Task to complete.
Render each line of the items as a JSON list of strings, with one string per line and blank lines omitted.

[Items stored from a collection]

++++++

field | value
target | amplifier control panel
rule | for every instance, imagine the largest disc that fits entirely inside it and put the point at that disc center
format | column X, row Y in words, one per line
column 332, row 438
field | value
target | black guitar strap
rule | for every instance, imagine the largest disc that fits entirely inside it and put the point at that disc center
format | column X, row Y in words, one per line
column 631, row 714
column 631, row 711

++++++

Result for this task.
[
  "field | value",
  "target | amplifier control panel",
  "rule | for every instance, imagine the largest disc that fits entirely inside it and put the point at that disc center",
  "format | column X, row Y in words, one per line",
  "column 332, row 438",
  "field | value",
  "target | black guitar strap",
  "rule | for every instance, imagine the largest disc that fits entirely inside it and put the point at that disc center",
  "format | column X, row Y in words, one per line",
  "column 631, row 714",
  "column 631, row 711"
]